**EXERCISE DESCRIPTION:**
Format the entries below as a numbered list, leaving out any blank lines.
# start of AVAILABLE DATA
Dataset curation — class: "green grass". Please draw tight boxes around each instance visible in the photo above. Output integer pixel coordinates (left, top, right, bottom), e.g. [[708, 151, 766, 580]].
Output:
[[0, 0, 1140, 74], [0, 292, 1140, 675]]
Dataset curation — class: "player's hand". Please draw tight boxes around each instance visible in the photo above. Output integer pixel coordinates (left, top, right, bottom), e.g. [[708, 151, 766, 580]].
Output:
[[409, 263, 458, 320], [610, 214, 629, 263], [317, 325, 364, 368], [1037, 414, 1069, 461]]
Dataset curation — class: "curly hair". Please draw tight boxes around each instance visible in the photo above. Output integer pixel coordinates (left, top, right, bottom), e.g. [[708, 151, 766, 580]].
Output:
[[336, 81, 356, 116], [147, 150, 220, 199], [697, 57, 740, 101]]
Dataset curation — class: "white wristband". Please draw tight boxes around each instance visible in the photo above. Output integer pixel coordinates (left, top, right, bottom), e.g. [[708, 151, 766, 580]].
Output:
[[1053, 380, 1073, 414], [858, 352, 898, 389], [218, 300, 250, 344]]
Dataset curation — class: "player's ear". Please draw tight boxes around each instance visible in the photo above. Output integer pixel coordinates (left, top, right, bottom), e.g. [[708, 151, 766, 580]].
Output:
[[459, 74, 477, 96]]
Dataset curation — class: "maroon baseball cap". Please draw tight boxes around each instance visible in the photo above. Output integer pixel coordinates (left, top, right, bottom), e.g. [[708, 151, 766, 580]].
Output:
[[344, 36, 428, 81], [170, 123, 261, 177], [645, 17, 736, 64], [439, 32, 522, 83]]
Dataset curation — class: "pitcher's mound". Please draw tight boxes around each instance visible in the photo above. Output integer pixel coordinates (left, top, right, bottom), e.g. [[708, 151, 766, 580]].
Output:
# end of AVAILABLE DATA
**SOLUTION FOR THIS TASK:**
1. Dataset curation — class: "green grass". Please draw tight boxes around each instance visible in the photo above. Output integer pixel coordinates (left, top, right, bottom), e.g. [[708, 151, 766, 580]].
2. Output:
3. [[0, 0, 1140, 74], [0, 292, 1140, 675]]
4. Dataset curation — class: "player's hand". Please draw tight boxes around each instance visible in the photo above. Output integer pixel coordinates (left, top, right, bottom), e.g. [[708, 151, 766, 580]].
5. Output:
6. [[409, 263, 458, 320], [610, 214, 629, 263], [317, 325, 364, 368], [1037, 414, 1069, 461]]
7. Dataset curation — class: "curly hair". Please draw tight boxes around each instance visible in the photo above. Output integer pixel coordinates (left, top, right, bottom), e.g. [[708, 151, 766, 580]].
8. Output:
9. [[336, 81, 356, 116], [147, 150, 220, 199], [697, 57, 740, 101]]
10. Dataset curation — class: "white wristband". Please draw tight boxes around each instance visible in the photo above. Output integer pixel coordinates (left, top, right, bottom), e.g. [[708, 151, 766, 580]].
11. Output:
12. [[1053, 380, 1073, 414], [858, 352, 898, 389], [218, 300, 250, 344]]
13. Dataset curation — class: "player's ear". Please draw tight boxes around each instance visible in the photo above. Output integer pixel coordinates (left, top, right, bottom), e.g. [[708, 151, 766, 580]].
14. Output:
15. [[459, 74, 477, 96]]
16. Dataset curation — class: "maroon baseball cap". Please draw tight boxes around each instance visible in the photo above. Output integer pixel coordinates (left, top, right, bottom), e.g. [[708, 151, 766, 580]].
17. Output:
18. [[344, 36, 428, 81], [170, 123, 261, 177], [645, 17, 736, 64], [439, 32, 522, 83]]
19. Dataset curation — class: "pitcher's mound". Please draw tight boxes around each instance visible in the photo above. Output integer pixel coordinates (left, top, right, bottom), e.g. [[708, 151, 766, 580]].
20. Output:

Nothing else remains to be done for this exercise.